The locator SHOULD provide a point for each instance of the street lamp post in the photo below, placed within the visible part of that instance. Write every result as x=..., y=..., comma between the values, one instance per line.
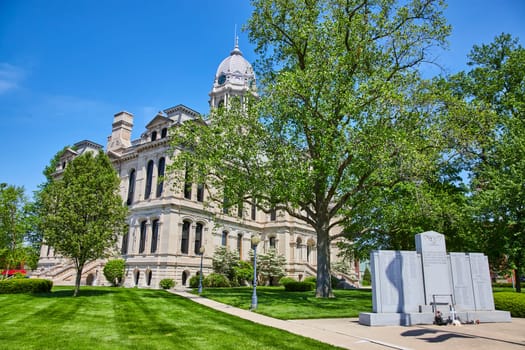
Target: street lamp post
x=201, y=252
x=255, y=241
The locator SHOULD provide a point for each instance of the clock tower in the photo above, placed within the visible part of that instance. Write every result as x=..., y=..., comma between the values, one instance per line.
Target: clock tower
x=234, y=77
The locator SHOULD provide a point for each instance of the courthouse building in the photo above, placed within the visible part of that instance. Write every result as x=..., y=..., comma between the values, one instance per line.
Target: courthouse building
x=168, y=224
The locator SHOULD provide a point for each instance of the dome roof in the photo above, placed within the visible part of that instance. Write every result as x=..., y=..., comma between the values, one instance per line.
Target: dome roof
x=234, y=68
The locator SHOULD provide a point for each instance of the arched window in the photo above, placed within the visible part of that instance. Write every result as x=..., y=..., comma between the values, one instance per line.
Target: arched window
x=142, y=243
x=309, y=246
x=272, y=242
x=240, y=209
x=198, y=238
x=148, y=277
x=224, y=241
x=239, y=245
x=299, y=253
x=185, y=237
x=131, y=186
x=160, y=174
x=187, y=183
x=154, y=235
x=124, y=248
x=149, y=179
x=200, y=193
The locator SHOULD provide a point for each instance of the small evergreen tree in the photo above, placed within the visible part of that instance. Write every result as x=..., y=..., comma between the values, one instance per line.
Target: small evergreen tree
x=114, y=271
x=270, y=267
x=224, y=262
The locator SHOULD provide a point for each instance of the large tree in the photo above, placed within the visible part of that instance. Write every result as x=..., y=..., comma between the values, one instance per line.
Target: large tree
x=82, y=214
x=343, y=111
x=495, y=90
x=15, y=225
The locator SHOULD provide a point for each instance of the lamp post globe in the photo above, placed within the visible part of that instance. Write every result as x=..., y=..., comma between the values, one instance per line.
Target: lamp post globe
x=255, y=241
x=201, y=252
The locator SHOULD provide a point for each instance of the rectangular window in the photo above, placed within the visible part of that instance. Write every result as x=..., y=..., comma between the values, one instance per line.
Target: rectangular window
x=198, y=238
x=187, y=183
x=124, y=249
x=185, y=237
x=200, y=193
x=154, y=235
x=142, y=243
x=160, y=176
x=239, y=245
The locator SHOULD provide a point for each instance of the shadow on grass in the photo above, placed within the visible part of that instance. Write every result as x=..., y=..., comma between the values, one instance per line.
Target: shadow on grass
x=65, y=292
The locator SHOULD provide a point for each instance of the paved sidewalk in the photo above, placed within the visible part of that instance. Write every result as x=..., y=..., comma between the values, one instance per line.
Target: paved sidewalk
x=347, y=333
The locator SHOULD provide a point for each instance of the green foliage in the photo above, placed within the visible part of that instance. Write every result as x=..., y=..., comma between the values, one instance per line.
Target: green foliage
x=15, y=227
x=310, y=279
x=25, y=285
x=114, y=271
x=82, y=214
x=270, y=267
x=244, y=273
x=224, y=261
x=285, y=280
x=167, y=283
x=367, y=278
x=343, y=113
x=194, y=281
x=297, y=286
x=510, y=301
x=493, y=90
x=216, y=280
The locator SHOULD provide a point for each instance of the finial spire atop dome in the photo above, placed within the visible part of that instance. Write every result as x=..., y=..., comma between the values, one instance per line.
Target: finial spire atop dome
x=236, y=50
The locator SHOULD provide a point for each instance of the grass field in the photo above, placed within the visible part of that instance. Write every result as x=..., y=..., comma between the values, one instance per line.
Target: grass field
x=275, y=302
x=122, y=318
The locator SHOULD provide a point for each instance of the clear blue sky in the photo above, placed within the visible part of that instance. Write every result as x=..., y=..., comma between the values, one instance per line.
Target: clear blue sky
x=66, y=67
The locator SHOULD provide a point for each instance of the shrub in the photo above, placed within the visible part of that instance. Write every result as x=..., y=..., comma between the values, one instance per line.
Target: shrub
x=25, y=285
x=167, y=283
x=283, y=281
x=114, y=271
x=194, y=281
x=224, y=261
x=510, y=301
x=216, y=280
x=244, y=273
x=299, y=286
x=367, y=277
x=334, y=281
x=311, y=279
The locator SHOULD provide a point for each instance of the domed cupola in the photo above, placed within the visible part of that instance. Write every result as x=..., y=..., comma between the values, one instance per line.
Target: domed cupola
x=234, y=77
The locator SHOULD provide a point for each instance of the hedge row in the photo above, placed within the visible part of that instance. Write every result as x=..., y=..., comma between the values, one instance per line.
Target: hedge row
x=25, y=285
x=510, y=301
x=299, y=286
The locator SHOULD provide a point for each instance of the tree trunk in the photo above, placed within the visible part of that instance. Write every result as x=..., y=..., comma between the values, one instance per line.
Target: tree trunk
x=78, y=279
x=324, y=286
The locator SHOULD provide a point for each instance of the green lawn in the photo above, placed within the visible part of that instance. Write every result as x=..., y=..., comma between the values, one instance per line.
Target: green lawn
x=119, y=318
x=275, y=302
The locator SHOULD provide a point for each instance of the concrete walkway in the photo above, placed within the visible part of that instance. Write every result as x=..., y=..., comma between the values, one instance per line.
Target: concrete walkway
x=347, y=333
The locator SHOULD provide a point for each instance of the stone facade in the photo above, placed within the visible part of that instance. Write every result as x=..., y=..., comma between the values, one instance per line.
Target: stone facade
x=168, y=223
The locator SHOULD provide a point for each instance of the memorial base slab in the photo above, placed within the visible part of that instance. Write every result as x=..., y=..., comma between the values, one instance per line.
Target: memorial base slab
x=415, y=318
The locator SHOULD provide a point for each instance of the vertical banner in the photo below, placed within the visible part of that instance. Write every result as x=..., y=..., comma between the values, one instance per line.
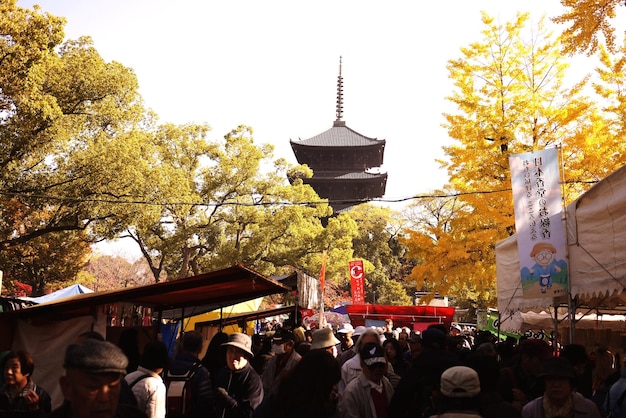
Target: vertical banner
x=538, y=220
x=322, y=320
x=357, y=282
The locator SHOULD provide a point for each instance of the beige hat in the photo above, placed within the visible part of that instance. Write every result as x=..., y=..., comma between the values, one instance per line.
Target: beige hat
x=460, y=382
x=240, y=341
x=323, y=338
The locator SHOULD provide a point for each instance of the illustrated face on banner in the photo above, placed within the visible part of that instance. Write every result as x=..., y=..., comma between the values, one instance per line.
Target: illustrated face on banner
x=538, y=221
x=544, y=257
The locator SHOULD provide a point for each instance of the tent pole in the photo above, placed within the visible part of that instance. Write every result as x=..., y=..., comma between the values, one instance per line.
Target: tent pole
x=570, y=314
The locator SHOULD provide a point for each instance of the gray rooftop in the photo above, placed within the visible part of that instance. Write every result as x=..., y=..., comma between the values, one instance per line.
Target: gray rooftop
x=339, y=136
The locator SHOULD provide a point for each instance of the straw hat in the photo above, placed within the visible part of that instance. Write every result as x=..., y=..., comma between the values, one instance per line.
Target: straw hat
x=323, y=338
x=240, y=341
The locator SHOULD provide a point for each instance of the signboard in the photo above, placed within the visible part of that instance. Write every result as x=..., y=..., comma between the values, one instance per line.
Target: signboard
x=357, y=282
x=538, y=220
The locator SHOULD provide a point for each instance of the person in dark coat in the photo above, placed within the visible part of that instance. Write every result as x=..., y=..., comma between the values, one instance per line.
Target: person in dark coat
x=19, y=395
x=202, y=392
x=492, y=404
x=92, y=382
x=520, y=383
x=308, y=390
x=411, y=396
x=239, y=389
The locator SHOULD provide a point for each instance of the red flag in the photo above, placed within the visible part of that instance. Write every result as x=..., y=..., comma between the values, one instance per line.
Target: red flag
x=357, y=282
x=322, y=321
x=323, y=272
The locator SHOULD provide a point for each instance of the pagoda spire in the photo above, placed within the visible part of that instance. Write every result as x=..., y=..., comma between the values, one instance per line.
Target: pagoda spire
x=339, y=111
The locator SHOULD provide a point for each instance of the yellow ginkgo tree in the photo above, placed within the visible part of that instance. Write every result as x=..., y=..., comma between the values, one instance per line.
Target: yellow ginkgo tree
x=510, y=98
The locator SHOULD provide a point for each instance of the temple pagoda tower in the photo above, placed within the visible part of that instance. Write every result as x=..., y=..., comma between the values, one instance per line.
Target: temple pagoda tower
x=345, y=164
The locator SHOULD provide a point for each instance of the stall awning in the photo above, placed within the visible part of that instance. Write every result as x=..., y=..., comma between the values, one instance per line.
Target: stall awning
x=174, y=299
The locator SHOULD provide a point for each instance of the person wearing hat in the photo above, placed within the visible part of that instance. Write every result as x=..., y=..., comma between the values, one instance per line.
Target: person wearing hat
x=415, y=347
x=345, y=334
x=560, y=398
x=519, y=383
x=19, y=395
x=239, y=389
x=413, y=395
x=615, y=403
x=369, y=394
x=284, y=359
x=324, y=339
x=353, y=336
x=188, y=360
x=459, y=390
x=146, y=382
x=92, y=382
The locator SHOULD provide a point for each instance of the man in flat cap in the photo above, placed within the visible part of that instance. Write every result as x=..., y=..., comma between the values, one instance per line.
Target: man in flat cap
x=92, y=382
x=284, y=359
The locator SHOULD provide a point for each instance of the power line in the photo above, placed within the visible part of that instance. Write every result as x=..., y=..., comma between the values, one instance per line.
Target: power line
x=129, y=201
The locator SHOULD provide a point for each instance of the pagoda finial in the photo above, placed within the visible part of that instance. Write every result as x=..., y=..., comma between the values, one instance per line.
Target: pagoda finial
x=339, y=112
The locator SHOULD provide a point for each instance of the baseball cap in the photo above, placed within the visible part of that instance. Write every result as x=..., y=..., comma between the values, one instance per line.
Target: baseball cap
x=372, y=353
x=240, y=341
x=346, y=328
x=460, y=382
x=95, y=356
x=323, y=338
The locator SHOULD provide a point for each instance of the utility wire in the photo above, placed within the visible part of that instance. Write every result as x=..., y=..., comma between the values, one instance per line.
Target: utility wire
x=129, y=201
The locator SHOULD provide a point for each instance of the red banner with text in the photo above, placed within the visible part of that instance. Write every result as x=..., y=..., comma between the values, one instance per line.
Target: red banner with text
x=357, y=280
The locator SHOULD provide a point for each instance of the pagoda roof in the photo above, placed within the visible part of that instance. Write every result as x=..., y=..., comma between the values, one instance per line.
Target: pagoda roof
x=339, y=136
x=342, y=175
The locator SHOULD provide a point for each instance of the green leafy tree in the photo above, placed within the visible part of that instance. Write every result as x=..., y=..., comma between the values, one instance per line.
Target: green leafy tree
x=377, y=243
x=238, y=207
x=45, y=263
x=71, y=132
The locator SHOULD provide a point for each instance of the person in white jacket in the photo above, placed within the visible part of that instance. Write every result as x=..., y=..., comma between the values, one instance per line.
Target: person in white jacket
x=146, y=382
x=368, y=395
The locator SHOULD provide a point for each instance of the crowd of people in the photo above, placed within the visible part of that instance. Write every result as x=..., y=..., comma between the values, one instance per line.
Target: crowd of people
x=350, y=372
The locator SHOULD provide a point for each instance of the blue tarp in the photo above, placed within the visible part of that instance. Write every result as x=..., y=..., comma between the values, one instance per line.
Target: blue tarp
x=62, y=293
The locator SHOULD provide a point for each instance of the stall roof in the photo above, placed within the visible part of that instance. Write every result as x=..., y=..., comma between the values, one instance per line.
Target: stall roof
x=175, y=299
x=248, y=316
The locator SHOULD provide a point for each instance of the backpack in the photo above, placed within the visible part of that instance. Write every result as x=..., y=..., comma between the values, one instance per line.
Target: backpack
x=179, y=401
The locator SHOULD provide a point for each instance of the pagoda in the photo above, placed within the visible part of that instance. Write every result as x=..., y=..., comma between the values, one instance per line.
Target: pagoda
x=345, y=164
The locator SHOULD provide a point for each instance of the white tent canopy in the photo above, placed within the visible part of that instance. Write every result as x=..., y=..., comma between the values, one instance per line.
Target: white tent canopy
x=596, y=245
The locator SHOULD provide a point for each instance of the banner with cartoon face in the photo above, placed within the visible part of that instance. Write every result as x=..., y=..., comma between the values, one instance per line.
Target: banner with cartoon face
x=539, y=223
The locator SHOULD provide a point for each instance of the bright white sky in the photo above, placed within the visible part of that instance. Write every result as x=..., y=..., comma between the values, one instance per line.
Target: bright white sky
x=273, y=65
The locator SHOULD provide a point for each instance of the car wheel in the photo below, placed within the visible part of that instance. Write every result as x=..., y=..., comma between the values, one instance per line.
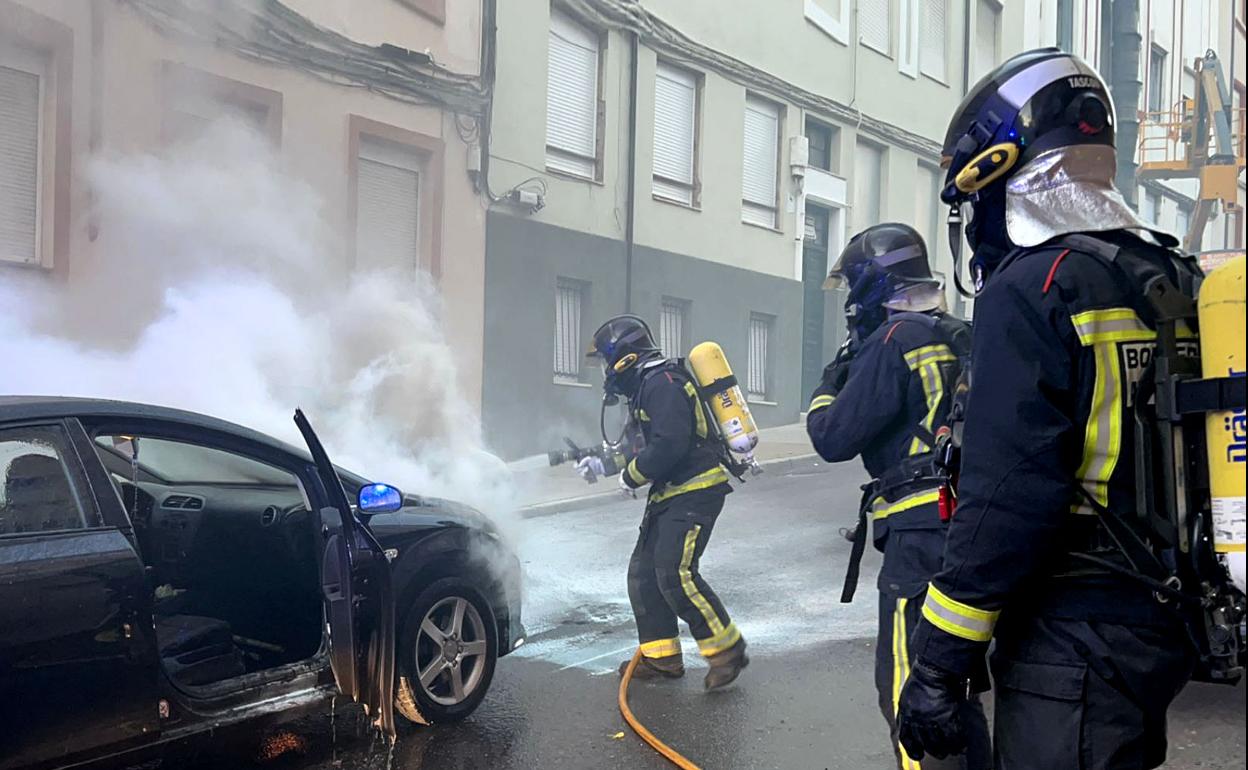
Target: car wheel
x=448, y=647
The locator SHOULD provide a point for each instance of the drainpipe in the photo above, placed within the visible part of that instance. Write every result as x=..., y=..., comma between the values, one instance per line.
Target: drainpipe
x=630, y=219
x=1125, y=86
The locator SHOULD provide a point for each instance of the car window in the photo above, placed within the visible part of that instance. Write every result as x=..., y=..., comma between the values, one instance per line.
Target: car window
x=170, y=462
x=39, y=489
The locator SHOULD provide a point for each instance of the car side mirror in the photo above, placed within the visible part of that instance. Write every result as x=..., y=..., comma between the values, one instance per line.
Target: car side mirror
x=378, y=498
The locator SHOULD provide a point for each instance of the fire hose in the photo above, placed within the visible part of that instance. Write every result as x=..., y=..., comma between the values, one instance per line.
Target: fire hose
x=674, y=756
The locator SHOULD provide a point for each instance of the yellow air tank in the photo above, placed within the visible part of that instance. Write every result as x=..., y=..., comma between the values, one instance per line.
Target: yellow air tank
x=1222, y=353
x=724, y=396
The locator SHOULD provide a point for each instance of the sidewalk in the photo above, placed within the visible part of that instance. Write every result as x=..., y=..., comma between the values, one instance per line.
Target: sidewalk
x=544, y=489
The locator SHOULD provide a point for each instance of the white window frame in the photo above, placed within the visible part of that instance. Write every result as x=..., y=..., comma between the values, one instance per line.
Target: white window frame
x=569, y=367
x=564, y=160
x=756, y=211
x=667, y=186
x=33, y=64
x=759, y=363
x=886, y=6
x=828, y=23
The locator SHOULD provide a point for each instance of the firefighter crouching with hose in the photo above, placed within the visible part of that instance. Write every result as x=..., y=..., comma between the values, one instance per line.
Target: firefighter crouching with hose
x=887, y=396
x=1081, y=544
x=680, y=457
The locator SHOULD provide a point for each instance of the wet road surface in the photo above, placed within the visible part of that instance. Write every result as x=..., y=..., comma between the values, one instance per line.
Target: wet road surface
x=806, y=699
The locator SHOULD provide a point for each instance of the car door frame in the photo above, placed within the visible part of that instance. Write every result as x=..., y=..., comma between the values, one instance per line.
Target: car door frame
x=134, y=625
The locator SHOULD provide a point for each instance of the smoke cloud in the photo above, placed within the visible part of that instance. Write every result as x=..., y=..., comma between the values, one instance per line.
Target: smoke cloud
x=215, y=286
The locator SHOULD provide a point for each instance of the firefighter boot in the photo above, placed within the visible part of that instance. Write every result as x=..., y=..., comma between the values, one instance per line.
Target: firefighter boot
x=669, y=667
x=725, y=667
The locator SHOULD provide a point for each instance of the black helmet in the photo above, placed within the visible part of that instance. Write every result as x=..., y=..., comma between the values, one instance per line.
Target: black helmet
x=1036, y=101
x=875, y=266
x=623, y=343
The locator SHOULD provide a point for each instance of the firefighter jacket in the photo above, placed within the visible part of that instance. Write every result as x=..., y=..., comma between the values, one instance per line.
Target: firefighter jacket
x=678, y=454
x=1060, y=340
x=899, y=388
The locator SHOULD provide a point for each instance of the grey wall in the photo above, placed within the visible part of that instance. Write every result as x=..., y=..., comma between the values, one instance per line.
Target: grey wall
x=524, y=411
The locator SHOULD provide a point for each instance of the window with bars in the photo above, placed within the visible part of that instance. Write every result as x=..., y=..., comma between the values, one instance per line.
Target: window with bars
x=758, y=380
x=569, y=298
x=761, y=152
x=387, y=206
x=673, y=325
x=21, y=96
x=875, y=24
x=572, y=97
x=675, y=125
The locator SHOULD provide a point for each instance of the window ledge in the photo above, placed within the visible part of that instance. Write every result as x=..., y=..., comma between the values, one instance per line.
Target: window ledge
x=675, y=202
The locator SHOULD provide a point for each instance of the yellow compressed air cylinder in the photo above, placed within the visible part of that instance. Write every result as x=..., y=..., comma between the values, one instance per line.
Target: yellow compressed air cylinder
x=1222, y=307
x=725, y=398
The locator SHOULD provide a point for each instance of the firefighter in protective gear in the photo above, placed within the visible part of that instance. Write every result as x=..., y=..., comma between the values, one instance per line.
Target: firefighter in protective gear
x=1086, y=659
x=687, y=489
x=885, y=398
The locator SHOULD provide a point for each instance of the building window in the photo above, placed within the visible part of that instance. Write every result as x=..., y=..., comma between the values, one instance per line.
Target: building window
x=823, y=142
x=867, y=177
x=569, y=300
x=1066, y=25
x=759, y=184
x=758, y=377
x=987, y=38
x=1157, y=79
x=675, y=134
x=21, y=142
x=387, y=206
x=673, y=326
x=572, y=97
x=875, y=24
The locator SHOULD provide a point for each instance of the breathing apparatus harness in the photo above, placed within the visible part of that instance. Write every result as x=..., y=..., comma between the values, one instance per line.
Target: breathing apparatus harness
x=937, y=466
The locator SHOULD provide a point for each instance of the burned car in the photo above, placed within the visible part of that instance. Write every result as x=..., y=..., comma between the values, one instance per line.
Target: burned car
x=165, y=573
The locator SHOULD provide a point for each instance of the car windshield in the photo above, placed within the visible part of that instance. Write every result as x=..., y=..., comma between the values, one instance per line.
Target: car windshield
x=181, y=463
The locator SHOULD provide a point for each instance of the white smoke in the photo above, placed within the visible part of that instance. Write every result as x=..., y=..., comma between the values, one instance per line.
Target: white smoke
x=215, y=286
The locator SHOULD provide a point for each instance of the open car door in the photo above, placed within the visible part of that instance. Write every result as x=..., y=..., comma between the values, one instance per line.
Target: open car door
x=358, y=598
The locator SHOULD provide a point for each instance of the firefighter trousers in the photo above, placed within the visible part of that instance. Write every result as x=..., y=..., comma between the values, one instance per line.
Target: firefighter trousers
x=899, y=615
x=664, y=582
x=1085, y=694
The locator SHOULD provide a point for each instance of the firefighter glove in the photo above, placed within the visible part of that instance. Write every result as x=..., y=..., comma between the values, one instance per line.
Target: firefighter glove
x=929, y=715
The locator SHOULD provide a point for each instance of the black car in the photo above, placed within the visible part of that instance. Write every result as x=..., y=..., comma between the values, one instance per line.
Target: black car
x=165, y=573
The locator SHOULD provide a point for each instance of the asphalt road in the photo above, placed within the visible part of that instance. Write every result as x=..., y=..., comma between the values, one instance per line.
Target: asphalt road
x=805, y=701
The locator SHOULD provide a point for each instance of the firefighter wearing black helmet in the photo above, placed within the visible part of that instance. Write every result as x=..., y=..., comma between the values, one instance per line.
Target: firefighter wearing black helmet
x=1086, y=659
x=687, y=489
x=886, y=397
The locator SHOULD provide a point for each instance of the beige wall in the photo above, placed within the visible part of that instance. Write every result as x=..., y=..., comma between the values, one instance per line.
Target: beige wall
x=115, y=89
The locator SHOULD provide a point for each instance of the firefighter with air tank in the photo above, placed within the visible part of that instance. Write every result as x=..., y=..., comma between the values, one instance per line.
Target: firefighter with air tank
x=680, y=451
x=887, y=397
x=1101, y=585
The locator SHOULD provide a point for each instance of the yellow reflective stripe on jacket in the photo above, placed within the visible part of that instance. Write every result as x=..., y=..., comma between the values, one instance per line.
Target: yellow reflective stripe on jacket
x=906, y=503
x=660, y=648
x=962, y=620
x=699, y=412
x=703, y=481
x=819, y=402
x=637, y=476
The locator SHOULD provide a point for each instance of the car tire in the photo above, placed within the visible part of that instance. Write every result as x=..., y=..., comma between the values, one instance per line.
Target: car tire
x=458, y=665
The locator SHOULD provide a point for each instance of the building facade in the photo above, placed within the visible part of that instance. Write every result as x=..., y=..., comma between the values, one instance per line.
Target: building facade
x=373, y=109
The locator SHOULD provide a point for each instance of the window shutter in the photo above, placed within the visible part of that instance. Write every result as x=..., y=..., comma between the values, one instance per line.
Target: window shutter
x=931, y=56
x=875, y=24
x=19, y=165
x=572, y=97
x=675, y=94
x=761, y=149
x=387, y=214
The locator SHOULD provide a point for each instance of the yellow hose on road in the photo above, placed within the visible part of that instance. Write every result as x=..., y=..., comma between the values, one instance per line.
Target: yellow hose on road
x=658, y=745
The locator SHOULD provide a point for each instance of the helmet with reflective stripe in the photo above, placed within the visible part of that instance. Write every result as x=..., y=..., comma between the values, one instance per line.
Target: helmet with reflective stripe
x=1036, y=101
x=876, y=265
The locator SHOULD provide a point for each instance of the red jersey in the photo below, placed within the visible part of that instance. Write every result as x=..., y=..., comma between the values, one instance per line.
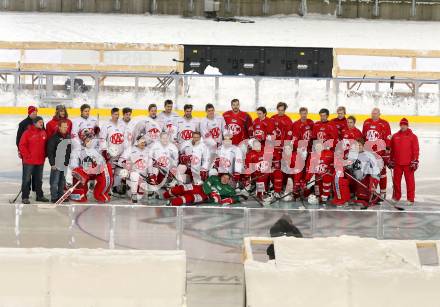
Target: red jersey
x=302, y=130
x=377, y=130
x=325, y=131
x=283, y=127
x=262, y=129
x=340, y=125
x=238, y=124
x=255, y=162
x=320, y=163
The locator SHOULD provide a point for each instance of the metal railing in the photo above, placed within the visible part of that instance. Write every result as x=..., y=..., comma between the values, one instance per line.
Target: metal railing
x=181, y=87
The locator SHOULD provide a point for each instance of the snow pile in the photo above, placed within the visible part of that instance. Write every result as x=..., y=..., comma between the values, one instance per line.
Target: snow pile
x=342, y=272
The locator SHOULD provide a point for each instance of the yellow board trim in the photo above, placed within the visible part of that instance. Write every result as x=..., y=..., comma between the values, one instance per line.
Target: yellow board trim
x=138, y=112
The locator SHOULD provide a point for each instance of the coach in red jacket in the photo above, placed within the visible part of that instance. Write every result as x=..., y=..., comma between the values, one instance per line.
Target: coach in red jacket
x=53, y=124
x=32, y=148
x=404, y=158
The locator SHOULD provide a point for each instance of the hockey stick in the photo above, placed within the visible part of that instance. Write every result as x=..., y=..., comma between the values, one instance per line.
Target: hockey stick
x=62, y=198
x=375, y=193
x=16, y=197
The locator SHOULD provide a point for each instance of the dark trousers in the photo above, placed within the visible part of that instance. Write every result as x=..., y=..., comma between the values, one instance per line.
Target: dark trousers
x=57, y=183
x=34, y=173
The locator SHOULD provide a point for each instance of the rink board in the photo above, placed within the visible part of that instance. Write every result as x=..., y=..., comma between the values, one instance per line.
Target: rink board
x=140, y=112
x=341, y=272
x=84, y=277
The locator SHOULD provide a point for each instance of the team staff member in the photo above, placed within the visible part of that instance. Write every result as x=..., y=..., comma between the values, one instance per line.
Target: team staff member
x=57, y=177
x=404, y=158
x=32, y=149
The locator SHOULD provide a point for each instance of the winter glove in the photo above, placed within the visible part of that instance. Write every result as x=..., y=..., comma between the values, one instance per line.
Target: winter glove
x=414, y=165
x=227, y=201
x=203, y=174
x=373, y=185
x=215, y=196
x=391, y=164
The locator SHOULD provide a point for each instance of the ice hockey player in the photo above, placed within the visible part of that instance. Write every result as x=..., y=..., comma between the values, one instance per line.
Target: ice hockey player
x=168, y=120
x=302, y=128
x=229, y=158
x=112, y=145
x=404, y=160
x=283, y=126
x=263, y=127
x=216, y=189
x=194, y=160
x=147, y=126
x=324, y=130
x=87, y=163
x=238, y=123
x=163, y=160
x=377, y=133
x=212, y=127
x=82, y=124
x=340, y=122
x=186, y=126
x=320, y=165
x=364, y=168
x=133, y=164
x=257, y=169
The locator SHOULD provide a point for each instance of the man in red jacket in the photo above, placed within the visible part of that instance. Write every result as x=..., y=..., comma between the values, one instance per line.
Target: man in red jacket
x=238, y=122
x=404, y=158
x=60, y=115
x=32, y=148
x=263, y=127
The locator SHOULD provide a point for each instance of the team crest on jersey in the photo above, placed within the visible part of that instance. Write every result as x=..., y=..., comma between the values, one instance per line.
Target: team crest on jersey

----------

### TASK INSTRUCTIONS
Copy out the entries word for word, starting at the line containing "the person wearing" and ending at the line containing "x=369, y=394".

### ANSWER TO THIS PROBLEM
The locator SHOULD provide a point for each instance of the person wearing hat in the photo above, placed within the visible part of that instance. Write every result as x=..., y=..., comma between the values, one instance per line.
Target: person wearing hat
x=415, y=347
x=345, y=334
x=560, y=398
x=519, y=383
x=19, y=395
x=239, y=389
x=413, y=395
x=615, y=403
x=369, y=394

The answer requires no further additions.